• [Selected passage]:
::::::

About Helm Pipelines

What is a Helm Pipeline?

A Helm pipeline is a Kubernetes custom resource definition, helmpipelines.package.nvidia.com, developed by NVIDIA to manage multiple Helm charts as a single resource. The Enterprise RAG LLM Operator monitors for instances of the Helm pipeline instances to deploy and manage the lifecycle of the the software.

The primary purpose of the Operator and the Helm pipeline CRs is to manage RAG applications. RAG applications deployed by the Operator include the following software components:

NVIDIA NeMo Inference Microservice

The microservice provides GPU-accelerated access to state-of-the-art large language models (LLMs).
NVIDIA NeMo Retriever Embedding Microservice

The microservice provides GPU-accelerated access to state-of-the-art text embedding.

The Operator and the Helm pipeline CR also support managing the following optional software components:

RAG Playground

The application provides a user interface for entering queries that are answered by the inference microservice. The application also supports uploading documents that the embedding microservice processes and stores as embeddings in a vector database.

::::::

(Referring expression data)
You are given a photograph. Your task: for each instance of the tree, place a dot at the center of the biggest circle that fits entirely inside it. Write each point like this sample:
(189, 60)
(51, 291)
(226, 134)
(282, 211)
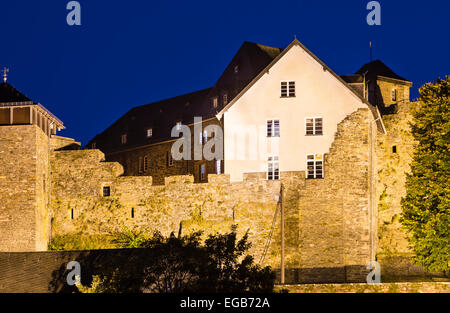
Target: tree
(182, 264)
(426, 204)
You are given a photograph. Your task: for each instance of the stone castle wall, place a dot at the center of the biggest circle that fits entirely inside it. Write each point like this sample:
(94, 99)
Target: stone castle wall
(395, 151)
(24, 185)
(327, 220)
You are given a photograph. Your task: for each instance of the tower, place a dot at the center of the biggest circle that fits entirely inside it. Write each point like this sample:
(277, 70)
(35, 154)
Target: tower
(25, 131)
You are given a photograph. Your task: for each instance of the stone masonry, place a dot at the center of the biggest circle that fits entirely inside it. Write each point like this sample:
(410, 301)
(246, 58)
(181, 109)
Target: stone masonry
(24, 182)
(327, 221)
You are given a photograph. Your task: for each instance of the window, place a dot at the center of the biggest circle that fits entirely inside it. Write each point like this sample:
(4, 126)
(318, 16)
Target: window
(314, 126)
(287, 89)
(106, 191)
(273, 168)
(273, 128)
(141, 165)
(394, 94)
(218, 167)
(146, 163)
(169, 159)
(203, 172)
(314, 165)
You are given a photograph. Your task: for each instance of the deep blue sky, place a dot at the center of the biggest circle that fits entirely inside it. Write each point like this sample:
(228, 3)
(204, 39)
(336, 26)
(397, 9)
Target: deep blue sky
(133, 52)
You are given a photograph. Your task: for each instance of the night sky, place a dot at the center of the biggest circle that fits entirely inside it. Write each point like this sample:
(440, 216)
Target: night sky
(129, 53)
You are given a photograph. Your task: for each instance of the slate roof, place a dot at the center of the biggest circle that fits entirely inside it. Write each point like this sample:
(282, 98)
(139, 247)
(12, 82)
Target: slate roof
(378, 68)
(9, 94)
(161, 116)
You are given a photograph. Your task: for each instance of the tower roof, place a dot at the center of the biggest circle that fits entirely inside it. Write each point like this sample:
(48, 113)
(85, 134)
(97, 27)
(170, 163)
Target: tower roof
(9, 94)
(378, 68)
(11, 97)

::::::

• [Work order 1]:
Can you rewrite the paragraph in the Helm pipelines page that begins "The application provides a user interface" as a short list, keeping its main facts?
• [Work order 2]:
Could you pick up the Helm pipelines page after its last sentence and write what comes next?

• [Exercise response 1]:
- Provides a user interface for entering queries, which the inference microservice answers.
- Supports uploading documents.
- The embedding microservice processes the uploaded documents and stores them as embeddings in a vector database.

• [Exercise response 2]:
Chain Server

NVIDIA developed a chain server that communicates with the inference server. The server also supports retrieving embeddings from the vector database before submitting a query to the inference server to perform retrieval augmented generation.
Vector Database

The Chain Server supports connecting to either Milvus or pgvector. NVIDIA provides a sample RAG pipeline that deploys pgvector to simplify demonstrating the inference and embedding microservices.

The following figure shows a high-level overview of the software components and the communication between the components.

Benefits and Limitations of Helm Pipelines

The primary benefit of a Helm pipeline is that the Operator manages the lifecycle of the software components, such as upgrading a microservice container image and model by editing the custom resource and applying the manifest.

The primary limitation of a Helm pipeline is limited flexibility. The custom resource must deploy an instance of the inference microservice and an instance of the embedding microservice. Using a remotely-hosted inference or embedding services are not supported.

If you deploy the optional software components, RAG Playground and Chain Server, the custom resource must deploy both. The Operator does not support deploying only one of those two components. The vector database is optional and can be disabled individually.

Sample Helm Pipeline

The following YAML file shows a sample Helm pipeline that deploys the NeMo microservices, RAG playground, Chain Server, and pgvector.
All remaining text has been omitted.